Could you render the material as a numbered list, leaving out blank lines, from its first line up to and including the line with "[[602, 419], [643, 428], [747, 439]]"?

---------- Data provided ----------

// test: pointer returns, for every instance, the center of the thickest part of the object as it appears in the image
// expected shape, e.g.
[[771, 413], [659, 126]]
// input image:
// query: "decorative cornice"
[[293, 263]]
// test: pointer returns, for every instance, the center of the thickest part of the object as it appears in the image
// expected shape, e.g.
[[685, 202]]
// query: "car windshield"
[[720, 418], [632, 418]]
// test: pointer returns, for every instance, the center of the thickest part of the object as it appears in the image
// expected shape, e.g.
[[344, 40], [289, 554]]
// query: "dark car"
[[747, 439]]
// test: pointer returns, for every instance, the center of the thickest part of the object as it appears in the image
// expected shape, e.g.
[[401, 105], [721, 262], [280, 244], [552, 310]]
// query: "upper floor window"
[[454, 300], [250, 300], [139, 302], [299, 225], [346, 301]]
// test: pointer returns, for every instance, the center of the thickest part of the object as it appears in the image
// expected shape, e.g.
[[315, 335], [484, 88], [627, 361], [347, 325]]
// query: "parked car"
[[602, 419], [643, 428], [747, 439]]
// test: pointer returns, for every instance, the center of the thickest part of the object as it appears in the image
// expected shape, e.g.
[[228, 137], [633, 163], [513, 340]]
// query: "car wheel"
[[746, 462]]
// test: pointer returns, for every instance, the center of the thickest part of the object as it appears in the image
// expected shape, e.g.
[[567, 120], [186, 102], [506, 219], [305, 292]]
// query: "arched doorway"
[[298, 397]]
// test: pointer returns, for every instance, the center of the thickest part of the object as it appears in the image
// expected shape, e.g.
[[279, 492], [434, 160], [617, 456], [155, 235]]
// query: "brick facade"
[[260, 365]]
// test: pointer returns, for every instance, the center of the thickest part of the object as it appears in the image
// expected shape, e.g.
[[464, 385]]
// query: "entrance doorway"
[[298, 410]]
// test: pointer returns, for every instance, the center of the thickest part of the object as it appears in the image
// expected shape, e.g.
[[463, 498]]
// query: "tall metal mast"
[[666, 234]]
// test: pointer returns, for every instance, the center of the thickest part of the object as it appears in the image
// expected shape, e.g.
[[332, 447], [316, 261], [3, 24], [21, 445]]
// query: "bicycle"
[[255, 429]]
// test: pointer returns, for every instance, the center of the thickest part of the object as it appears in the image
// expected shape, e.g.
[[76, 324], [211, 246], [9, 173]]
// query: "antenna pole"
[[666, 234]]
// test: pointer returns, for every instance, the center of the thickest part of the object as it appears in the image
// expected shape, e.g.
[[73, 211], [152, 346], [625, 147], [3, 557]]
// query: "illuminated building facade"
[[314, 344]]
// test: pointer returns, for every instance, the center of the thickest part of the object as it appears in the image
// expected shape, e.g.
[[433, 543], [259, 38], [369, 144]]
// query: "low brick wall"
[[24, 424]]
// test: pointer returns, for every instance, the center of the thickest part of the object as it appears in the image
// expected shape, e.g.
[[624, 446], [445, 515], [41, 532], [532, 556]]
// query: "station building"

----------

» **Problem solution**
1. // test: pointer returns, for every instance, the center of the thickest part of the object as it appears in the image
2. // expected shape, e.g.
3. [[771, 413], [659, 126]]
4. // input image:
5. // query: "decorative cornice"
6. [[293, 263]]
7. // test: pointer returns, for every instance, the center of the thickest part of the object as it appears in the image
8. // expected shape, e.g.
9. [[685, 202]]
10. // query: "car windshield"
11. [[720, 418], [632, 418]]
12. // test: pointer returns, for every instance, the center of the thickest part of the object as it appears in the image
13. // expected shape, e.g.
14. [[344, 40], [289, 554]]
15. // query: "dark car"
16. [[747, 439]]
17. // test: pointer returns, for every instance, the center of the thickest part of the object as it appears in the image
18. // expected shape, e.g.
19. [[401, 105], [721, 262], [280, 244], [552, 310]]
20. // query: "upper floor window"
21. [[454, 300], [250, 300], [139, 302], [299, 225], [346, 301]]
22. // test: pointer returns, for every instance, the center of the thickest part of the object as it appears in the image
23. // expected shape, e.g.
24. [[315, 335], [484, 88], [627, 361], [347, 325]]
25. // query: "parked car"
26. [[602, 419], [643, 428], [747, 439]]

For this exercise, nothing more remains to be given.